- [LISTED RECORDS]
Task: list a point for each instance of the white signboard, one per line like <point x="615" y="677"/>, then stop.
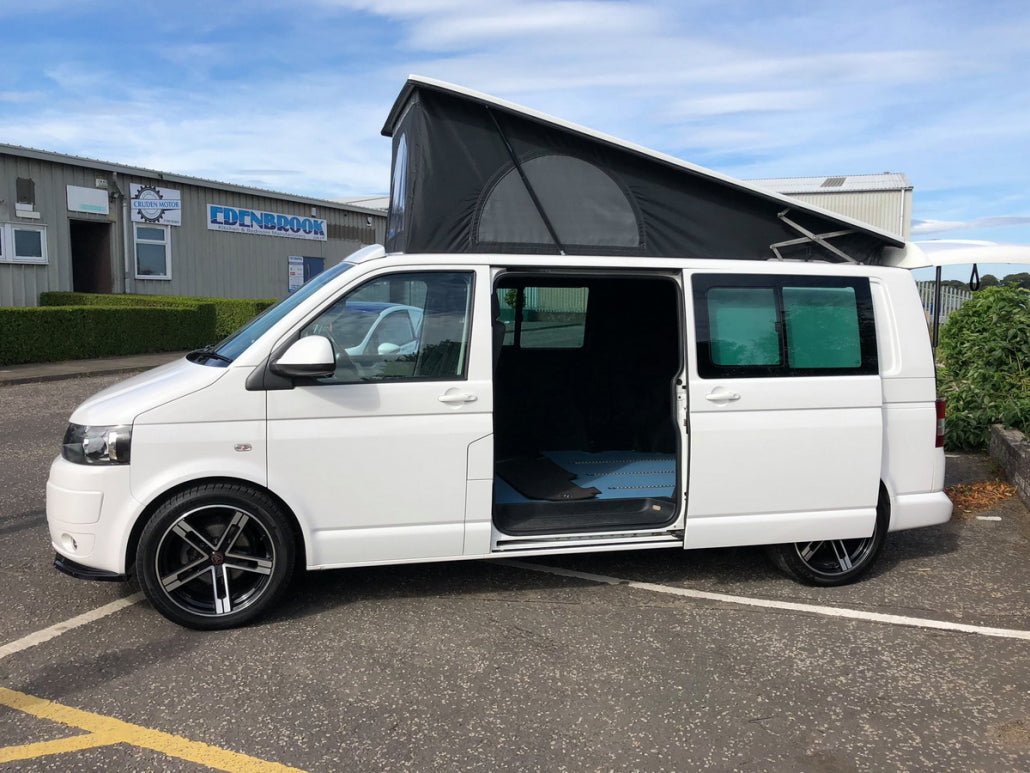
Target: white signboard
<point x="150" y="204"/>
<point x="296" y="272"/>
<point x="220" y="217"/>
<point x="88" y="200"/>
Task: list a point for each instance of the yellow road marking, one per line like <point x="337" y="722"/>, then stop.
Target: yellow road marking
<point x="105" y="731"/>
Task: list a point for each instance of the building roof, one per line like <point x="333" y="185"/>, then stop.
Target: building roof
<point x="476" y="173"/>
<point x="81" y="161"/>
<point x="835" y="183"/>
<point x="369" y="202"/>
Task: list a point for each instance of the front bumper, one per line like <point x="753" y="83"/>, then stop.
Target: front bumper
<point x="90" y="511"/>
<point x="83" y="572"/>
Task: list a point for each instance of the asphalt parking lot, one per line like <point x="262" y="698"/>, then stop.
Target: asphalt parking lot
<point x="651" y="661"/>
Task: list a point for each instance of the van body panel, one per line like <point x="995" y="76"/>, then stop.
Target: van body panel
<point x="775" y="528"/>
<point x="379" y="470"/>
<point x="910" y="467"/>
<point x="123" y="402"/>
<point x="78" y="488"/>
<point x="399" y="471"/>
<point x="917" y="510"/>
<point x="344" y="466"/>
<point x="166" y="456"/>
<point x="778" y="459"/>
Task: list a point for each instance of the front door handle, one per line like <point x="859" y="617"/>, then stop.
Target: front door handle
<point x="719" y="395"/>
<point x="455" y="397"/>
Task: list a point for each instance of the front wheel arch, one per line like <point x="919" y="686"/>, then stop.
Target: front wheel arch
<point x="300" y="544"/>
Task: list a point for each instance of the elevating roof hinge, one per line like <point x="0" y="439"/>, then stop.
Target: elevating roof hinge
<point x="820" y="239"/>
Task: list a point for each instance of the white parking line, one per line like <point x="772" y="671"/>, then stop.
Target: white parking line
<point x="60" y="628"/>
<point x="857" y="614"/>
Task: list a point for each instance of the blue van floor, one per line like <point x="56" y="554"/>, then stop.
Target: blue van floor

- [GIVEN INSTRUCTION] Pull out all of the items above and write them again word for word, leaving out the pictures.

- [WRITTEN ANSWER]
Task: list a point for each instance of the white signboard, one per line like <point x="615" y="677"/>, then stop.
Target: white signboard
<point x="150" y="204"/>
<point x="296" y="272"/>
<point x="220" y="217"/>
<point x="88" y="200"/>
Task: list a point for each instance of the yellow road marking, one per line like <point x="337" y="722"/>, then stop.
Target: yellow road marking
<point x="105" y="731"/>
Task: list a point for each instance of the building roof, one per line like <point x="333" y="185"/>, then stop.
Target: building roof
<point x="476" y="173"/>
<point x="81" y="161"/>
<point x="835" y="183"/>
<point x="369" y="202"/>
Task: list a point for each instance of the front bumper, one per line like <point x="753" y="83"/>, then stop.
Target: front bumper
<point x="90" y="511"/>
<point x="83" y="572"/>
Task: list a point for each instance of the asphalt parking lot, one per line like <point x="262" y="698"/>, then stop.
Target: asphalt parking lot
<point x="651" y="661"/>
Task: list a point for each instance of the van body panel, one per line like <point x="995" y="76"/>, then stop.
Target: van body panel
<point x="775" y="528"/>
<point x="379" y="470"/>
<point x="910" y="467"/>
<point x="123" y="402"/>
<point x="78" y="488"/>
<point x="399" y="471"/>
<point x="917" y="510"/>
<point x="344" y="466"/>
<point x="166" y="456"/>
<point x="778" y="459"/>
Task: list a point for each instance of the front door handle, one per line like <point x="859" y="617"/>, then stop.
Target: front door handle
<point x="719" y="395"/>
<point x="455" y="397"/>
Task: list a point for each instance of the front wheel arch, one per line like <point x="919" y="686"/>, then stop.
Target: front wheel arch
<point x="300" y="544"/>
Task: list a point for each instance of the elevating roof hinge, one per line like <point x="0" y="439"/>, then stop.
Target: elevating roof hinge
<point x="820" y="239"/>
Task: list a point for each instance of the white parking line, one per line like <point x="772" y="671"/>, then stop.
Target: white parking line
<point x="60" y="628"/>
<point x="857" y="614"/>
Task: list a point for each instance of the blue van floor, one per line like <point x="56" y="554"/>, then stop.
Target: blue van floor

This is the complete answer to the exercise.